Task directions: Render each line of the material below as one string in a JSON list, omitting blank lines.

◇ ◇ ◇ ◇

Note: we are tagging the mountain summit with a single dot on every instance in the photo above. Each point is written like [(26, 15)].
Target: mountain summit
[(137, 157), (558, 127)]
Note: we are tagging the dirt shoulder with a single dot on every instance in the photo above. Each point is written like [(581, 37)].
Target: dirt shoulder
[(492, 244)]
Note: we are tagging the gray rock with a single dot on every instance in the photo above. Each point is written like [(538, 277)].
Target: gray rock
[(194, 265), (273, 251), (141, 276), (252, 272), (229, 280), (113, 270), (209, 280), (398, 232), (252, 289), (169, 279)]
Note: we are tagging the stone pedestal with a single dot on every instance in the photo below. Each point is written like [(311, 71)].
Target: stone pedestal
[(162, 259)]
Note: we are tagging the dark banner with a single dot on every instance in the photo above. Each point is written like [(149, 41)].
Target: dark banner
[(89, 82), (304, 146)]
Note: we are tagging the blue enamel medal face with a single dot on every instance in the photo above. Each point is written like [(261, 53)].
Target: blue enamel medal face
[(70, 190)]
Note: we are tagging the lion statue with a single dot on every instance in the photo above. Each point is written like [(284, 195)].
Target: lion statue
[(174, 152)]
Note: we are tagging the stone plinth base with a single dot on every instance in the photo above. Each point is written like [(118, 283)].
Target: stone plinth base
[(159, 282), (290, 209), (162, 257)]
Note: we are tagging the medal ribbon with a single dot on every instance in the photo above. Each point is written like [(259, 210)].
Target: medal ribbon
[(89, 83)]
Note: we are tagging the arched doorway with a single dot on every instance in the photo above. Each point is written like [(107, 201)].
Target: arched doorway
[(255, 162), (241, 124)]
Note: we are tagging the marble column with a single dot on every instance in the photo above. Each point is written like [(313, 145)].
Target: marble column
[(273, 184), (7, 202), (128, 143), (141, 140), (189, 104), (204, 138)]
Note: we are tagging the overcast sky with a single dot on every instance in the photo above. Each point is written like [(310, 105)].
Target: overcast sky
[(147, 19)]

◇ ◇ ◇ ◇

Problem solution:
[
  "Note: we are tagging the mountain summit with a single dot on every instance in the photo above. Each point is written like [(26, 15)].",
  "Target: mountain summit",
  "[(137, 157), (558, 127)]",
  "Note: we are tagging the dirt shoulder with a single dot on every instance in the photo above. Each point is written like [(581, 37)].",
  "Target: dirt shoulder",
  "[(492, 244)]",
  "Note: we are tagging the gray rock with a single dot on every instance in the photo above. Each point is written like [(538, 277)].",
  "Target: gray rock",
  "[(194, 265), (273, 251), (141, 276), (252, 272), (229, 280), (113, 270), (209, 280), (398, 232), (252, 289), (169, 279)]",
  "Note: we are tagging the stone pedestal with a single dot on every instance in the photo below. Each point is written like [(311, 71)].",
  "Target: stone pedestal",
  "[(162, 259)]",
  "Note: we are tagging the dark banner with a single dot on every instance in the photo above. Each point is written like [(149, 41)].",
  "Target: dark banner",
  "[(89, 82), (304, 146)]",
  "Note: we are tagging the blue enamel medal face with a single dot on every instance in the photo above. Each point is written like [(261, 53)].",
  "Target: blue enamel medal face",
  "[(70, 190)]",
  "Note: we are tagging the lion statue with a single dot on every instance in the photo above. Each point is written like [(284, 195)].",
  "Target: lion statue",
  "[(174, 152)]",
  "Note: we are tagging the stone plinth base with a single dot on every instance in the photo above. Each point is written like [(118, 283)].",
  "Target: stone plinth base",
  "[(159, 282), (290, 209), (162, 257)]",
  "Note: we are tagging the medal ribbon with a single dot on every instance in the photo above. Each point is written like [(259, 210)].",
  "Target: medal ribbon",
  "[(89, 83)]",
  "Note: we are tagging the arched doorway with a single dot on every instance in the photo above. Each point is written like [(107, 201)].",
  "Target: arched doorway",
  "[(255, 162), (241, 124)]",
  "Note: we are tagging the marble column with a single dot on every instance in the photo above. Each point is written like [(313, 145)].",
  "Target: marble column",
  "[(273, 184), (7, 202), (128, 143), (141, 140), (189, 104), (204, 138)]",
  "Note: we are tagging the overcast sky with a single dot on every instance in the photo above. Each point is written like [(310, 105)].",
  "Target: overcast sky",
  "[(147, 19)]"
]